From the sleep coach article below, return the passage starting with "Julia Howland and" and going on through "be a handful.", copied word for word.

DOCUMENT TEXT:
★ ★ ★ ★ ★
Julia Howland and her husband couldn't be more excited about raising their first child, 1-year-old Eva. But from the beginning, they knew she would be a handful.
"It was immediately clear that she was a very alert child," said Howland, a first-time mom.
Like most babies, Eva didn't sleep through the night at first. Even after a few months, she had no interest in sleeping. Eva's lack of sleep was taking a toll on the entire family.
"We had a hard time balancing our marriage and our careers with parenthood," said Howland.
After ruling out any medical conditions, Howland and her husband decided to give a sleep coach a try.
"Children need sleep for many reasons: It helps them improve memory, it helps them learn, it helps them take in their environment," explained sleep coach Linda Szmulewitz.
So how does a sleeping coach work? After going over the sleep history and pattern of a client, the sleep coach typically visits the home to meet the family and see the sleep environment. After that, the coach develops a sleep plan custom-tailored to the family's needs.
"There are only a specific number of ways to change sleep behavior, due to the fact that it's based on behavior modification, and its based on being very consistent and being consistent over a certain period of time," said Szmulewitz.
The key, according to Howland, is developing a plan and sticking to it.
"It was really helpful to have an expert tell you do this, do this, do this, do it at this time in this way and then call me and we'll see how it went and we'll adapt as necessary," she added.
Kim west is a nationally recognized sleep consultant who has been helping families for 17 years. She's known as "The Sleep Lady" and she notes there is no standardized certification for sleep coaches, and suggests doing your research before hiring a coach.
West suggests you ask, "Have they taken a sleep coach training program? If so, when did they graduate? How long have they been in practice?"
Dr. Shalini Paruthi specializes in sleep medicine and says she can appreciate the client-focused approach with a sleep coach, but still recommends people see a physician who specializes in sleep.
"I think my biggest concern has always been if we're not sure of exactly how they've been trained, accredited or licensed, they may not have the same experience or expertise, as someone who has gone through medical school and residency," she said.
Howland is thankful for her experience with a sleep coach. She says it took Eva just a few nights of training to start sleeping through the night.
"From my perspective, doing this gentle sleep training and this gentle sleep coaching was a really important way to balance the needs of every member of our family," she said.
Sleep coaches focus on behavioral techniques, so they are typically used for babies and small children, not adults.
Meantime, West says a committee has been formed to create standard training criteria for all sleep coaches. She thinks there will eventually be regulation of the field, similar to the International Board of Lactation Consultants.
★ ★ ★ ★ ★
Stored data entries:
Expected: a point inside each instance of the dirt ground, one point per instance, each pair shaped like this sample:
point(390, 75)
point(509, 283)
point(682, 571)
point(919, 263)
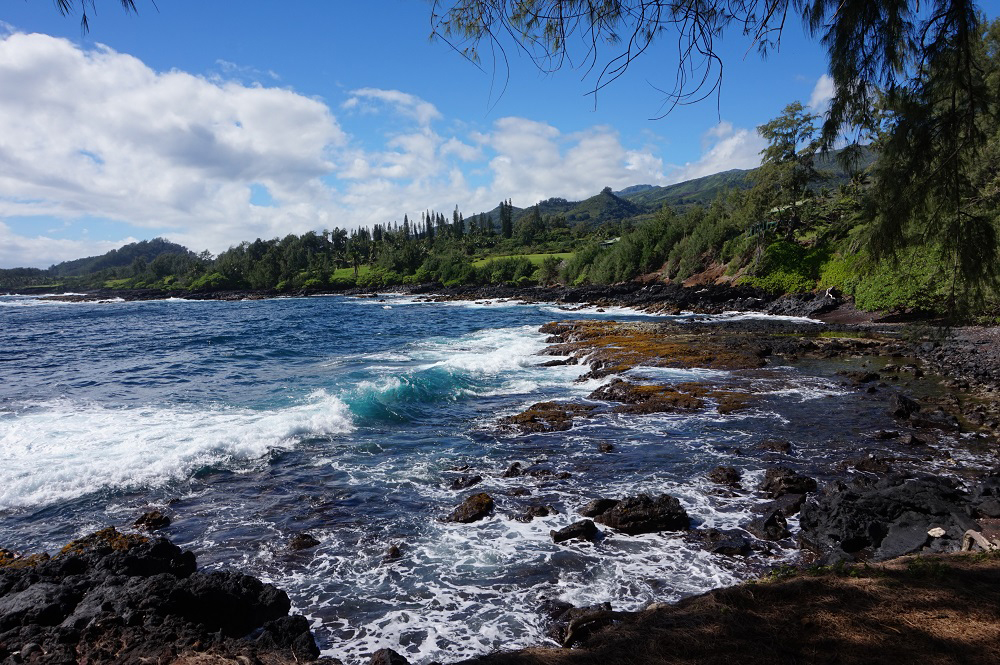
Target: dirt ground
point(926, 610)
★ ★ ★ ★ ★
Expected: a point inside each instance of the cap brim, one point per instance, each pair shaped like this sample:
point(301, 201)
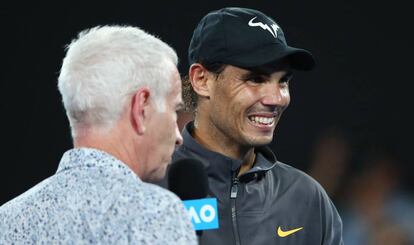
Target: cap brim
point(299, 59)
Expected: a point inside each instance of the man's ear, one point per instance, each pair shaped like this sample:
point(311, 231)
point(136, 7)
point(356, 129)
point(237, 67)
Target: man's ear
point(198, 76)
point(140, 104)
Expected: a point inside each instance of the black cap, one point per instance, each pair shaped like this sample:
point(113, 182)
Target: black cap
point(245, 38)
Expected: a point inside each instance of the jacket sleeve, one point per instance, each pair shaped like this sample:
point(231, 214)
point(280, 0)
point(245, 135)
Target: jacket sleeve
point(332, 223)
★ ★ ★ ★ ★
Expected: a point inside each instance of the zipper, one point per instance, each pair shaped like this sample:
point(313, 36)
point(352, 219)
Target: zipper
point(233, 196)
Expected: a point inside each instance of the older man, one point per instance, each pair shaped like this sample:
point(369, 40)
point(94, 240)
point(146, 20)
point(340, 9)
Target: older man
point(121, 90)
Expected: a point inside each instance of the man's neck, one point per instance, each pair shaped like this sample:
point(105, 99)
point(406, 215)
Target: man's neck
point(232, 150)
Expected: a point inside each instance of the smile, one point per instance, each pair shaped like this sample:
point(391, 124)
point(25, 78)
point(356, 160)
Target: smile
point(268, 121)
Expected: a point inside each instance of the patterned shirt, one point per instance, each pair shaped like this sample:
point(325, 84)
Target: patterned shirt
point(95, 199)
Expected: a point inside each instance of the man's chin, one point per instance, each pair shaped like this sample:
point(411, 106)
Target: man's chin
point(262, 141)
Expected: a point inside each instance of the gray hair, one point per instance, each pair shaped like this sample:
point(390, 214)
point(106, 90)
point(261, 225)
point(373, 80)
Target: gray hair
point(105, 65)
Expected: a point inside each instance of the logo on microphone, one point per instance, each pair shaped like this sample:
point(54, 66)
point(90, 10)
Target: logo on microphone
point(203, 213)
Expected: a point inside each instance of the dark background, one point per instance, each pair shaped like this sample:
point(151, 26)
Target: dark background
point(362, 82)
★ ★ ★ ★ ★
TASK SOLUTION:
Julia Howland and her husband couldn't be more excited about raising their first child, 1-year-old Eva. But from the beginning, they knew she would be a handful.